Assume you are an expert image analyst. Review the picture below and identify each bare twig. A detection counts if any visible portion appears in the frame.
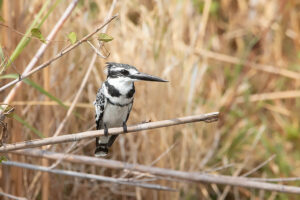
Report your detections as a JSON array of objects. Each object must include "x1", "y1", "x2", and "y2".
[
  {"x1": 0, "y1": 191, "x2": 26, "y2": 200},
  {"x1": 4, "y1": 0, "x2": 78, "y2": 103},
  {"x1": 12, "y1": 149, "x2": 300, "y2": 194},
  {"x1": 0, "y1": 15, "x2": 117, "y2": 92},
  {"x1": 242, "y1": 154, "x2": 276, "y2": 177},
  {"x1": 2, "y1": 161, "x2": 176, "y2": 191},
  {"x1": 0, "y1": 112, "x2": 219, "y2": 153}
]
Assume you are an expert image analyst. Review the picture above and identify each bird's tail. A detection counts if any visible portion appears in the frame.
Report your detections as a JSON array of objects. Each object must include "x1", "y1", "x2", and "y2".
[
  {"x1": 95, "y1": 137, "x2": 108, "y2": 157},
  {"x1": 95, "y1": 135, "x2": 118, "y2": 157}
]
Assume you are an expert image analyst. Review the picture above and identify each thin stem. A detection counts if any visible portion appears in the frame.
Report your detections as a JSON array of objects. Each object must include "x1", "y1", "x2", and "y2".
[{"x1": 0, "y1": 112, "x2": 219, "y2": 153}]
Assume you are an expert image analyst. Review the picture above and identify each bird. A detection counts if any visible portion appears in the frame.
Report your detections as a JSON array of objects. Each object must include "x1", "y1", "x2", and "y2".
[{"x1": 94, "y1": 62, "x2": 168, "y2": 157}]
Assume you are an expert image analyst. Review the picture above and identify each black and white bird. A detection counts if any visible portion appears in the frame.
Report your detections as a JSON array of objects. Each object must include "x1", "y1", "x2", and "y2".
[{"x1": 94, "y1": 62, "x2": 167, "y2": 157}]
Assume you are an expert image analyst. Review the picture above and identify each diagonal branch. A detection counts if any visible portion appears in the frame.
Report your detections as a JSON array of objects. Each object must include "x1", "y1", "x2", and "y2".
[
  {"x1": 12, "y1": 149, "x2": 300, "y2": 194},
  {"x1": 0, "y1": 112, "x2": 219, "y2": 153},
  {"x1": 4, "y1": 0, "x2": 78, "y2": 104},
  {"x1": 0, "y1": 15, "x2": 117, "y2": 92},
  {"x1": 2, "y1": 161, "x2": 175, "y2": 192}
]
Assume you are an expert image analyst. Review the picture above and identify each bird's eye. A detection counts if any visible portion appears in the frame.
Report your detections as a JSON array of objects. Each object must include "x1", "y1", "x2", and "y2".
[{"x1": 121, "y1": 69, "x2": 129, "y2": 76}]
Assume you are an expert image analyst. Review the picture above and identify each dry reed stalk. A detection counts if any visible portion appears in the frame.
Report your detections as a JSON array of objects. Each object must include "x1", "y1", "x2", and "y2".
[
  {"x1": 4, "y1": 0, "x2": 78, "y2": 104},
  {"x1": 236, "y1": 90, "x2": 300, "y2": 103},
  {"x1": 2, "y1": 161, "x2": 175, "y2": 192},
  {"x1": 0, "y1": 112, "x2": 219, "y2": 153},
  {"x1": 10, "y1": 101, "x2": 94, "y2": 109},
  {"x1": 12, "y1": 149, "x2": 300, "y2": 194},
  {"x1": 195, "y1": 49, "x2": 300, "y2": 80}
]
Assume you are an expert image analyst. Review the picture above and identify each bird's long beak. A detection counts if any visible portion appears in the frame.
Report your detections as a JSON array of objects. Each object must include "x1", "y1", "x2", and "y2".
[{"x1": 130, "y1": 73, "x2": 168, "y2": 82}]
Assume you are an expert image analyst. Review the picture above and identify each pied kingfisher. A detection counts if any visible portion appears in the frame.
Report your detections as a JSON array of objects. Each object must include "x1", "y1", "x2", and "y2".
[{"x1": 94, "y1": 62, "x2": 167, "y2": 157}]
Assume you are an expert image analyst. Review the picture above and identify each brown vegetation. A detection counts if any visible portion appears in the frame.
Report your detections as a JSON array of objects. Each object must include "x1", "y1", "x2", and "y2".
[{"x1": 0, "y1": 0, "x2": 300, "y2": 199}]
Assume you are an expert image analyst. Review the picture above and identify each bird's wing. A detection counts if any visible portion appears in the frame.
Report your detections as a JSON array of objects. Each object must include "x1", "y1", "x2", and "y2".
[
  {"x1": 125, "y1": 100, "x2": 133, "y2": 122},
  {"x1": 94, "y1": 87, "x2": 107, "y2": 130},
  {"x1": 107, "y1": 101, "x2": 133, "y2": 147}
]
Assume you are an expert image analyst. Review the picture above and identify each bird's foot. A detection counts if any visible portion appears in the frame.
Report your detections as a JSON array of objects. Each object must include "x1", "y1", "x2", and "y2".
[
  {"x1": 104, "y1": 124, "x2": 108, "y2": 136},
  {"x1": 123, "y1": 122, "x2": 128, "y2": 133}
]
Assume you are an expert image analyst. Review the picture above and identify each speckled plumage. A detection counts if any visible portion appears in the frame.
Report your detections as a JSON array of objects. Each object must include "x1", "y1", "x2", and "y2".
[{"x1": 94, "y1": 62, "x2": 166, "y2": 156}]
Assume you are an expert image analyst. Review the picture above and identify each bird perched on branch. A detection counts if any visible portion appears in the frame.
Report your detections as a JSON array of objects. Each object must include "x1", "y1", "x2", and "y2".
[{"x1": 94, "y1": 62, "x2": 167, "y2": 157}]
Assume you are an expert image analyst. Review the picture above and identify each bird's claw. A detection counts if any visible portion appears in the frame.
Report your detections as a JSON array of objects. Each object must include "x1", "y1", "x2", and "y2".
[{"x1": 104, "y1": 124, "x2": 108, "y2": 136}]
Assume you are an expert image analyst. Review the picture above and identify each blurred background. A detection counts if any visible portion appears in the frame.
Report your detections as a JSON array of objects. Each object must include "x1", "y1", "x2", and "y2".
[{"x1": 0, "y1": 0, "x2": 300, "y2": 200}]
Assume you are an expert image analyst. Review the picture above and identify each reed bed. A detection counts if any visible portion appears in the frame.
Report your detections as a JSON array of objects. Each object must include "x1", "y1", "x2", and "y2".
[{"x1": 0, "y1": 0, "x2": 300, "y2": 200}]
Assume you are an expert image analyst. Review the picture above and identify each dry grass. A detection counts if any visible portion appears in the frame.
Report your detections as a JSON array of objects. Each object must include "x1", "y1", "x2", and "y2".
[{"x1": 0, "y1": 0, "x2": 300, "y2": 199}]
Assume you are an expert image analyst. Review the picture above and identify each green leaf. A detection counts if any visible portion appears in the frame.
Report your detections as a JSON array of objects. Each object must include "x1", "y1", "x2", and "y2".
[
  {"x1": 89, "y1": 1, "x2": 99, "y2": 17},
  {"x1": 0, "y1": 156, "x2": 7, "y2": 163},
  {"x1": 98, "y1": 33, "x2": 114, "y2": 42},
  {"x1": 0, "y1": 0, "x2": 53, "y2": 74},
  {"x1": 68, "y1": 32, "x2": 77, "y2": 44},
  {"x1": 3, "y1": 105, "x2": 15, "y2": 118},
  {"x1": 31, "y1": 28, "x2": 46, "y2": 43},
  {"x1": 13, "y1": 114, "x2": 45, "y2": 138}
]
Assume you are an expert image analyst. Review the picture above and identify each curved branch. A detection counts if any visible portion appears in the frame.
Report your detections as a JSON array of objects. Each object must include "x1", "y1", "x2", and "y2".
[
  {"x1": 0, "y1": 112, "x2": 219, "y2": 153},
  {"x1": 12, "y1": 149, "x2": 300, "y2": 194}
]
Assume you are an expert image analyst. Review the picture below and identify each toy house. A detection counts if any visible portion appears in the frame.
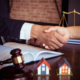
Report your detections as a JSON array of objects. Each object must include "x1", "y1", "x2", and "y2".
[
  {"x1": 58, "y1": 58, "x2": 71, "y2": 75},
  {"x1": 37, "y1": 58, "x2": 51, "y2": 75}
]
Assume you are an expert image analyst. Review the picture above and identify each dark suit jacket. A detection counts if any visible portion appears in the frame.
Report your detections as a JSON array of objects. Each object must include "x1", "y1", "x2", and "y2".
[{"x1": 0, "y1": 17, "x2": 25, "y2": 42}]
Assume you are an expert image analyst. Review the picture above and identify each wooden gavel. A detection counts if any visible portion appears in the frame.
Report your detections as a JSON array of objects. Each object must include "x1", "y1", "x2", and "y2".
[{"x1": 0, "y1": 48, "x2": 25, "y2": 69}]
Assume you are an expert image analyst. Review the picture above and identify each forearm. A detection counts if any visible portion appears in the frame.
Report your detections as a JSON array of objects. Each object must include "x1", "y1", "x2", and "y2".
[{"x1": 67, "y1": 26, "x2": 80, "y2": 39}]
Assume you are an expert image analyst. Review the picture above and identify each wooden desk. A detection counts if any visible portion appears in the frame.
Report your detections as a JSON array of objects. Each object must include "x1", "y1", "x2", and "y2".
[{"x1": 0, "y1": 44, "x2": 80, "y2": 80}]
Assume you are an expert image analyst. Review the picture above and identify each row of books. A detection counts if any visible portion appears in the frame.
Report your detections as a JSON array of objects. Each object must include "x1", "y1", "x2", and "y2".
[{"x1": 68, "y1": 39, "x2": 80, "y2": 44}]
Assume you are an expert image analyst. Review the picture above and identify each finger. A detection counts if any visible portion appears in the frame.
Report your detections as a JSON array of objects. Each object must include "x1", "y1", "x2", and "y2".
[
  {"x1": 49, "y1": 43, "x2": 59, "y2": 50},
  {"x1": 54, "y1": 33, "x2": 68, "y2": 43},
  {"x1": 50, "y1": 32, "x2": 63, "y2": 49}
]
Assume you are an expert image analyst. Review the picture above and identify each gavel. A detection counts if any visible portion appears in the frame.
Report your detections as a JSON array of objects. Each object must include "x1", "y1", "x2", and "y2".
[{"x1": 0, "y1": 48, "x2": 25, "y2": 69}]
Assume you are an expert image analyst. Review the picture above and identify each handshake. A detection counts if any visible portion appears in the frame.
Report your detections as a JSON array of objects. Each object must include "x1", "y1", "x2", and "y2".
[{"x1": 28, "y1": 25, "x2": 80, "y2": 50}]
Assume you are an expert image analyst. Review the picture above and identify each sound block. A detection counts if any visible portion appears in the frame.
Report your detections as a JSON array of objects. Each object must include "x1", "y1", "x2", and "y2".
[{"x1": 0, "y1": 66, "x2": 33, "y2": 80}]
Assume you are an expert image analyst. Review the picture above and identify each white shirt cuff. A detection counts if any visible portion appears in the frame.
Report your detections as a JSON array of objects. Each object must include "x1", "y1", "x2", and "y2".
[{"x1": 20, "y1": 22, "x2": 33, "y2": 40}]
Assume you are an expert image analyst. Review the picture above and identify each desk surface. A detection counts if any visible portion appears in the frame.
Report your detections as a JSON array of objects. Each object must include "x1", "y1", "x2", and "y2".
[{"x1": 0, "y1": 44, "x2": 80, "y2": 80}]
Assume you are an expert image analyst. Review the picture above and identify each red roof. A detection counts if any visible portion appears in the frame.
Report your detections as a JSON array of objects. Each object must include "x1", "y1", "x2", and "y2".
[{"x1": 37, "y1": 58, "x2": 51, "y2": 70}]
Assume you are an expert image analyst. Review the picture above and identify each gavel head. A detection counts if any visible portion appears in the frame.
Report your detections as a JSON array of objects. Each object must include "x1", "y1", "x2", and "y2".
[{"x1": 10, "y1": 48, "x2": 25, "y2": 69}]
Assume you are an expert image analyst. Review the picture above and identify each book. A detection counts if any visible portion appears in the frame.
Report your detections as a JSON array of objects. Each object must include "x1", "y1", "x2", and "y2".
[{"x1": 0, "y1": 42, "x2": 63, "y2": 67}]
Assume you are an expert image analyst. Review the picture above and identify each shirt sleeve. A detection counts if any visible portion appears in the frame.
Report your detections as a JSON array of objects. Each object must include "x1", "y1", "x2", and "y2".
[{"x1": 20, "y1": 22, "x2": 33, "y2": 41}]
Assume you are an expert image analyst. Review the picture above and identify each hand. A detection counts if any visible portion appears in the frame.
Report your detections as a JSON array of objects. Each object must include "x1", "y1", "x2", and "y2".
[
  {"x1": 44, "y1": 27, "x2": 70, "y2": 48},
  {"x1": 31, "y1": 25, "x2": 67, "y2": 50},
  {"x1": 44, "y1": 27, "x2": 70, "y2": 44},
  {"x1": 28, "y1": 38, "x2": 42, "y2": 47}
]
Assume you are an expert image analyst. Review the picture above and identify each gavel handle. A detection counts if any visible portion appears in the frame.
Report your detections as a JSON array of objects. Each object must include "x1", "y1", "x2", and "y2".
[{"x1": 0, "y1": 58, "x2": 12, "y2": 65}]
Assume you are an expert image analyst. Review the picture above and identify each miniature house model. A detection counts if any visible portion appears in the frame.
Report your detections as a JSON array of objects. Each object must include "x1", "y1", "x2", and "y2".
[
  {"x1": 37, "y1": 58, "x2": 51, "y2": 75},
  {"x1": 58, "y1": 58, "x2": 71, "y2": 74},
  {"x1": 58, "y1": 58, "x2": 71, "y2": 74}
]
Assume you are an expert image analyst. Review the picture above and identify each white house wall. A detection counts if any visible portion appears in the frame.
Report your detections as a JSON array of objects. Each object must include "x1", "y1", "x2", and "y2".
[
  {"x1": 37, "y1": 66, "x2": 41, "y2": 75},
  {"x1": 46, "y1": 66, "x2": 49, "y2": 75}
]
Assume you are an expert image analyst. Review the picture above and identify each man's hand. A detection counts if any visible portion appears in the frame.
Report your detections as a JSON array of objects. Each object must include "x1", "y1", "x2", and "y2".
[
  {"x1": 44, "y1": 27, "x2": 70, "y2": 47},
  {"x1": 28, "y1": 38, "x2": 43, "y2": 47},
  {"x1": 31, "y1": 25, "x2": 69, "y2": 50}
]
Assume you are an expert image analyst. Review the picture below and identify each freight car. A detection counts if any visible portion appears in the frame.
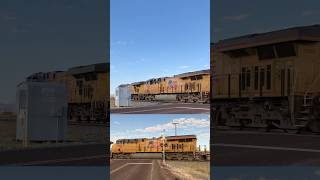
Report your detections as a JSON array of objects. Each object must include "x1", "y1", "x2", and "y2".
[
  {"x1": 211, "y1": 25, "x2": 320, "y2": 132},
  {"x1": 131, "y1": 70, "x2": 210, "y2": 103},
  {"x1": 111, "y1": 135, "x2": 209, "y2": 160},
  {"x1": 27, "y1": 63, "x2": 109, "y2": 123}
]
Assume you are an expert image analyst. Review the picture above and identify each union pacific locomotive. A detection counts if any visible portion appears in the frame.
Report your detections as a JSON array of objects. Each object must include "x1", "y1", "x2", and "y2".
[
  {"x1": 130, "y1": 70, "x2": 210, "y2": 103},
  {"x1": 211, "y1": 25, "x2": 320, "y2": 132},
  {"x1": 27, "y1": 63, "x2": 109, "y2": 123},
  {"x1": 111, "y1": 135, "x2": 209, "y2": 160}
]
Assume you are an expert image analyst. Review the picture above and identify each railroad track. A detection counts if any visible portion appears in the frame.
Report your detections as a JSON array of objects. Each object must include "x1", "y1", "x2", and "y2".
[{"x1": 68, "y1": 121, "x2": 109, "y2": 127}]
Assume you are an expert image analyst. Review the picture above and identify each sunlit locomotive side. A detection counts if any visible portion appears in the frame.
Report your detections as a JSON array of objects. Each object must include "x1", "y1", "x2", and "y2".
[
  {"x1": 211, "y1": 25, "x2": 320, "y2": 131},
  {"x1": 27, "y1": 63, "x2": 109, "y2": 123},
  {"x1": 111, "y1": 135, "x2": 206, "y2": 160},
  {"x1": 131, "y1": 70, "x2": 210, "y2": 102}
]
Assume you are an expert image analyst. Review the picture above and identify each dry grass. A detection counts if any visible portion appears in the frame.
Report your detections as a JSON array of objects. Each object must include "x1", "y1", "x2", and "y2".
[
  {"x1": 0, "y1": 120, "x2": 107, "y2": 151},
  {"x1": 166, "y1": 161, "x2": 210, "y2": 180}
]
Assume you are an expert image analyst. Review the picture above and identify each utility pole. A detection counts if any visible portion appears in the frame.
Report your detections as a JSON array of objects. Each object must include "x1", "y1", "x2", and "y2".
[
  {"x1": 172, "y1": 122, "x2": 179, "y2": 136},
  {"x1": 162, "y1": 129, "x2": 166, "y2": 164}
]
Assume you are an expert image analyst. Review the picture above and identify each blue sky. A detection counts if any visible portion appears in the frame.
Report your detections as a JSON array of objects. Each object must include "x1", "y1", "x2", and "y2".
[
  {"x1": 110, "y1": 114, "x2": 210, "y2": 149},
  {"x1": 211, "y1": 0, "x2": 320, "y2": 42},
  {"x1": 0, "y1": 0, "x2": 109, "y2": 103},
  {"x1": 110, "y1": 0, "x2": 210, "y2": 93}
]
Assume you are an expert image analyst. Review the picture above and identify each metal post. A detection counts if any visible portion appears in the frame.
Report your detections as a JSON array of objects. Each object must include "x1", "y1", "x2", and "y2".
[
  {"x1": 172, "y1": 122, "x2": 179, "y2": 136},
  {"x1": 162, "y1": 130, "x2": 166, "y2": 164}
]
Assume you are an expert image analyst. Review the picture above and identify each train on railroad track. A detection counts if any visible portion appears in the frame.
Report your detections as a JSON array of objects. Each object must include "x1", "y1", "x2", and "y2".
[
  {"x1": 211, "y1": 25, "x2": 320, "y2": 132},
  {"x1": 116, "y1": 70, "x2": 210, "y2": 103},
  {"x1": 26, "y1": 63, "x2": 110, "y2": 124},
  {"x1": 111, "y1": 135, "x2": 210, "y2": 160}
]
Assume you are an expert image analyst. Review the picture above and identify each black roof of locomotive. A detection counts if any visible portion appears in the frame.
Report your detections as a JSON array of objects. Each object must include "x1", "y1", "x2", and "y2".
[
  {"x1": 173, "y1": 69, "x2": 210, "y2": 78},
  {"x1": 211, "y1": 25, "x2": 320, "y2": 52},
  {"x1": 68, "y1": 63, "x2": 109, "y2": 74}
]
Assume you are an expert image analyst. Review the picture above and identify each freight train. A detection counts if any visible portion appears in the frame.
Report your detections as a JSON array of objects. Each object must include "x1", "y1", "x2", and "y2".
[
  {"x1": 119, "y1": 70, "x2": 210, "y2": 103},
  {"x1": 211, "y1": 25, "x2": 320, "y2": 132},
  {"x1": 27, "y1": 63, "x2": 110, "y2": 123},
  {"x1": 111, "y1": 135, "x2": 210, "y2": 160}
]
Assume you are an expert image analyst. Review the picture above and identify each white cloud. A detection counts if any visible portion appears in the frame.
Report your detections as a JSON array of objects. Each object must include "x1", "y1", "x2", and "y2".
[
  {"x1": 135, "y1": 118, "x2": 210, "y2": 132},
  {"x1": 203, "y1": 64, "x2": 210, "y2": 68},
  {"x1": 114, "y1": 40, "x2": 128, "y2": 46},
  {"x1": 223, "y1": 14, "x2": 249, "y2": 21},
  {"x1": 179, "y1": 65, "x2": 189, "y2": 69}
]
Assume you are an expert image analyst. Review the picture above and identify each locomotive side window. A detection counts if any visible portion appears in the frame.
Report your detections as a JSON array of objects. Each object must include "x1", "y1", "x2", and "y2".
[
  {"x1": 267, "y1": 65, "x2": 271, "y2": 89},
  {"x1": 258, "y1": 45, "x2": 275, "y2": 60},
  {"x1": 247, "y1": 69, "x2": 251, "y2": 87},
  {"x1": 260, "y1": 68, "x2": 264, "y2": 87},
  {"x1": 275, "y1": 43, "x2": 296, "y2": 58},
  {"x1": 241, "y1": 68, "x2": 246, "y2": 90},
  {"x1": 254, "y1": 66, "x2": 259, "y2": 90}
]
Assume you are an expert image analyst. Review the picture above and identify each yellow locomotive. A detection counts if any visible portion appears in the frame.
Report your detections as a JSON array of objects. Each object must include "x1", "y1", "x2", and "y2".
[
  {"x1": 131, "y1": 70, "x2": 210, "y2": 103},
  {"x1": 27, "y1": 63, "x2": 110, "y2": 123},
  {"x1": 211, "y1": 25, "x2": 320, "y2": 131},
  {"x1": 111, "y1": 135, "x2": 206, "y2": 160}
]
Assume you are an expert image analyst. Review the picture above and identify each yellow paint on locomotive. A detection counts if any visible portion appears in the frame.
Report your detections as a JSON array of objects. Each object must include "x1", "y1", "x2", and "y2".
[
  {"x1": 211, "y1": 27, "x2": 320, "y2": 99},
  {"x1": 111, "y1": 135, "x2": 197, "y2": 154},
  {"x1": 131, "y1": 70, "x2": 210, "y2": 100}
]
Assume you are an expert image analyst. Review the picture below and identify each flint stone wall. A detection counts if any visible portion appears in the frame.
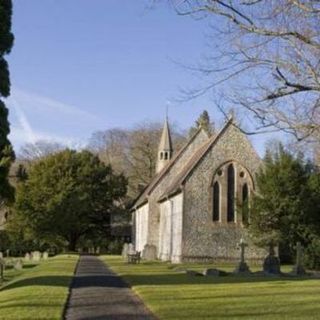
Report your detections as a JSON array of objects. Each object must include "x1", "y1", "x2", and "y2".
[
  {"x1": 182, "y1": 125, "x2": 267, "y2": 261},
  {"x1": 147, "y1": 130, "x2": 209, "y2": 248}
]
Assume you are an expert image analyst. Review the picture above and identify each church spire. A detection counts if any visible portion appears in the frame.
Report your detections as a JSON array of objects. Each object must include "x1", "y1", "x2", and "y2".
[{"x1": 157, "y1": 117, "x2": 173, "y2": 173}]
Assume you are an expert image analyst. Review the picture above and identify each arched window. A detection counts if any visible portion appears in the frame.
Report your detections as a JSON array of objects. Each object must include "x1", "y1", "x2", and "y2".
[
  {"x1": 212, "y1": 181, "x2": 220, "y2": 221},
  {"x1": 242, "y1": 183, "x2": 249, "y2": 225},
  {"x1": 227, "y1": 164, "x2": 235, "y2": 222}
]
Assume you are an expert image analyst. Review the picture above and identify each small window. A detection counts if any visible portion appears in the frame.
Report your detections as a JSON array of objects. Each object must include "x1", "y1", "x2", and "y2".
[
  {"x1": 227, "y1": 164, "x2": 235, "y2": 222},
  {"x1": 242, "y1": 183, "x2": 249, "y2": 225},
  {"x1": 212, "y1": 181, "x2": 220, "y2": 221}
]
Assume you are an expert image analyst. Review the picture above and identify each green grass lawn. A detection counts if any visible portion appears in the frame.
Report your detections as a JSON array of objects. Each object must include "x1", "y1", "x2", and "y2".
[
  {"x1": 0, "y1": 255, "x2": 78, "y2": 320},
  {"x1": 102, "y1": 256, "x2": 320, "y2": 320}
]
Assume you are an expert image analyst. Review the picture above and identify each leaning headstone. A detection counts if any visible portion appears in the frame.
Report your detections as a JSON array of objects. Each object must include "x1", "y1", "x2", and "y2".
[
  {"x1": 142, "y1": 244, "x2": 157, "y2": 260},
  {"x1": 292, "y1": 242, "x2": 306, "y2": 275},
  {"x1": 42, "y1": 251, "x2": 49, "y2": 260},
  {"x1": 186, "y1": 270, "x2": 203, "y2": 276},
  {"x1": 203, "y1": 269, "x2": 228, "y2": 277},
  {"x1": 128, "y1": 243, "x2": 136, "y2": 254},
  {"x1": 234, "y1": 238, "x2": 250, "y2": 273},
  {"x1": 121, "y1": 243, "x2": 129, "y2": 259},
  {"x1": 0, "y1": 258, "x2": 6, "y2": 280},
  {"x1": 32, "y1": 251, "x2": 41, "y2": 261},
  {"x1": 13, "y1": 259, "x2": 23, "y2": 270},
  {"x1": 263, "y1": 244, "x2": 281, "y2": 274}
]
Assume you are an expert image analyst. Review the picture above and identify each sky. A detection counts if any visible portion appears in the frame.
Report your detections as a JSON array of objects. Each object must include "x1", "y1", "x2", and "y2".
[{"x1": 6, "y1": 0, "x2": 280, "y2": 155}]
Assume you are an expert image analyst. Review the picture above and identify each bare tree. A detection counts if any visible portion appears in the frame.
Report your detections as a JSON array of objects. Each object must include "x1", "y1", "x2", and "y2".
[
  {"x1": 18, "y1": 140, "x2": 66, "y2": 161},
  {"x1": 88, "y1": 122, "x2": 185, "y2": 199},
  {"x1": 165, "y1": 0, "x2": 320, "y2": 140}
]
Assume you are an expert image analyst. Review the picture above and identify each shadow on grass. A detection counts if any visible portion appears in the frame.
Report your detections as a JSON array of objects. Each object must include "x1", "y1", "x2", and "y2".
[
  {"x1": 0, "y1": 275, "x2": 128, "y2": 291},
  {"x1": 23, "y1": 264, "x2": 38, "y2": 269},
  {"x1": 124, "y1": 274, "x2": 320, "y2": 286},
  {"x1": 0, "y1": 276, "x2": 72, "y2": 291}
]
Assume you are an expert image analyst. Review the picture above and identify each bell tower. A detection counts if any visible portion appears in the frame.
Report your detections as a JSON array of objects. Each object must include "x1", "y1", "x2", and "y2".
[{"x1": 156, "y1": 117, "x2": 173, "y2": 173}]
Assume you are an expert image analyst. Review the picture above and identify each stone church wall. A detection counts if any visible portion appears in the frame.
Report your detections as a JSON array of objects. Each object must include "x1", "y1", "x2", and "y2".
[
  {"x1": 183, "y1": 125, "x2": 265, "y2": 261},
  {"x1": 148, "y1": 130, "x2": 208, "y2": 248}
]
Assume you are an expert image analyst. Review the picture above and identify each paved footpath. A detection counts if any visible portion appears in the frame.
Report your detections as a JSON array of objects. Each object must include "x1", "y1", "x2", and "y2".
[{"x1": 65, "y1": 256, "x2": 156, "y2": 320}]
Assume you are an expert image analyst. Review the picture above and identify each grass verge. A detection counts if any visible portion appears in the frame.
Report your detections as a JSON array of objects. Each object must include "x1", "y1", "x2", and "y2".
[
  {"x1": 102, "y1": 256, "x2": 320, "y2": 320},
  {"x1": 0, "y1": 255, "x2": 78, "y2": 320}
]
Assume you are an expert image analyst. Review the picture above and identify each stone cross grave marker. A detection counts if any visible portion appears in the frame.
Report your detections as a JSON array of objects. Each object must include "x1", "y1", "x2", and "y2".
[
  {"x1": 234, "y1": 238, "x2": 250, "y2": 273},
  {"x1": 292, "y1": 242, "x2": 306, "y2": 275},
  {"x1": 32, "y1": 251, "x2": 41, "y2": 261},
  {"x1": 263, "y1": 242, "x2": 281, "y2": 274},
  {"x1": 128, "y1": 243, "x2": 136, "y2": 254},
  {"x1": 0, "y1": 258, "x2": 6, "y2": 280},
  {"x1": 121, "y1": 243, "x2": 129, "y2": 259}
]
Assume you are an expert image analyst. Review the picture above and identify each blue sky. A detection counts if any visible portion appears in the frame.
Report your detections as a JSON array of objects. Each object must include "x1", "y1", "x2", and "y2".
[{"x1": 7, "y1": 0, "x2": 280, "y2": 154}]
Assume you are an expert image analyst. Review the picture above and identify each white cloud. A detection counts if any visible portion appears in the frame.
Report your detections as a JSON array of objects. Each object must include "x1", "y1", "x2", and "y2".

--

TO BE DONE: State how many lines in the material above contain the word "shirt". Give only the number.

EXPECTED ANSWER: 2